### PAGE TEXT

Centroid measurement

Author: Charles Le Losq

This notebook illustrates the use of the rampy.centroid() function to measure the centroid of a peak.


In [1]:
%matplotlib inline
import numpy as np
np.random.seed(42) # fixing the seed
import matplotlib
import matplotlib.pyplot as plt
import rampy as rp
import scipy


/home/charles/miniconda3/envs/py36/lib/python3.6/site-packages/sklearn/ensemble/weight_boosting.py:29: DeprecationWarning: numpy.core.umath_tests is an internal NumPy module and should not be imported. It will be removed in a future NumPy release.
  from numpy.core.umath_tests import inner1d

Problem definition

The rampy.centroid function will calculate the centroid of the signal you provide to it.

### RECORD EXCERPTS
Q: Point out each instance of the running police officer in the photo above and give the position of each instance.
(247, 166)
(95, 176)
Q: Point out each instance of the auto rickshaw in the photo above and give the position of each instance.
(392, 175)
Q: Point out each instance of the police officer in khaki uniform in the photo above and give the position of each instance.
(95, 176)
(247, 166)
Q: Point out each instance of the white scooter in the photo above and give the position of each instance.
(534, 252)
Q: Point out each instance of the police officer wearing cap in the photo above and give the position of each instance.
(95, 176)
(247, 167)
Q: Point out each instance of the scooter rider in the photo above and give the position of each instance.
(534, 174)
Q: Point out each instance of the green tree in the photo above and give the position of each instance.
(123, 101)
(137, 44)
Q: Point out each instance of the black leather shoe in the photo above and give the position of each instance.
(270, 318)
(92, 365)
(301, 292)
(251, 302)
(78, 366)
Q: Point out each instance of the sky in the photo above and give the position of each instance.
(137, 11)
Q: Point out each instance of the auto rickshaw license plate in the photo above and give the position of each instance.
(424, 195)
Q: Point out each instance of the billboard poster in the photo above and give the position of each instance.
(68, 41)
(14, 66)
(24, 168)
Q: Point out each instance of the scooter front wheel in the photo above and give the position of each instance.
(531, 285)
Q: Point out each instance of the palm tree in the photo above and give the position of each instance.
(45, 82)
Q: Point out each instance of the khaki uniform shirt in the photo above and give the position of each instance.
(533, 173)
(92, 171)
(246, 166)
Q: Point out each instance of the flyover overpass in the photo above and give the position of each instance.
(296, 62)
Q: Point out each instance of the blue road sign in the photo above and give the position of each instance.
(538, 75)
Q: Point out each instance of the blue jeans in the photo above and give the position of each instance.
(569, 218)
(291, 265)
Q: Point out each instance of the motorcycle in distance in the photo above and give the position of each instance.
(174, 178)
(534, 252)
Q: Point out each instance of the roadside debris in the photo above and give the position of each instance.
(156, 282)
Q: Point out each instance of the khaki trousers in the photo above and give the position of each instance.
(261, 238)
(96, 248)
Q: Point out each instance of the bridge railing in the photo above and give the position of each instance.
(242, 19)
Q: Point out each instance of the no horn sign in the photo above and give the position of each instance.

### TO BE DONE
(a) In the centroid measurement notebook, what value is the NumPy random seed fixed to?
(b) For each statement, say whether the centroid measurement notebook agrees with it, and quote the deciding words: (i) The notebook imports scipy. (ii) The DeprecationWarning is raised from a matplotlib file. (iii) rampy is imported under the alias rp.
(c) Extend the centroid measurement notebook, picking up after its final sentence under "Problem definition".

### SOLVED PROBLEMS
(a) 42

(b)
(i) Yes: "import scipy"
(ii) No: "site-packages/sklearn/ensemble/weight_boosting.py:29: DeprecationWarning"
(iii) Yes: "import rampy as rp"

(c)
In this case, we have a combination of two Gaussian peaks with some noise. This example is that used in the Machine Learning Regression notebook.

The example signals $D_{i,j}$ are generated from a linear combination of two Gaussian peaks $S_{k,j}$, and are affected by a constant background $\epsilon_{i,j}$:

$$ D_{i,j} = C_{i,k} \times S_{k,j} + \epsilon_{i,j}$$

We thus will remove the background, then calculate the centroid, and plot it against $C_{i,k}$ which is known in the present case.


In [2]:
x = np.arange(0,600,1.0)
nb_samples = 100 # number of samples in our dataset

# partial spectra
S_1 = scipy.stats.norm.pdf(x,loc=300.,scale=40.)
S_2 = scipy.stats.norm.pdf(x,loc=400,scale=20)
S_true = np.vstack((S_1,S_2))
print("Number of samples:"+str(nb_samples))
print("Shape of partial spectra matrix:"+str(S_true.shape))

# concentrations
C_ = np.random.rand(nb_samples) #60 samples with random concentrations between 0 and 1
C_true = np.vstack((C_,(1-C_))).T
print("Shape of concentration matrix:"+str(C_true.shape))

# background
E_ = 1e-8*x**2


Number of samples:100
Shape of partial spectra matrix:(2, 600)
Shape of concentration matrix:(100, 2)

In [3]:
true_sig = np.dot(C_true,S_true)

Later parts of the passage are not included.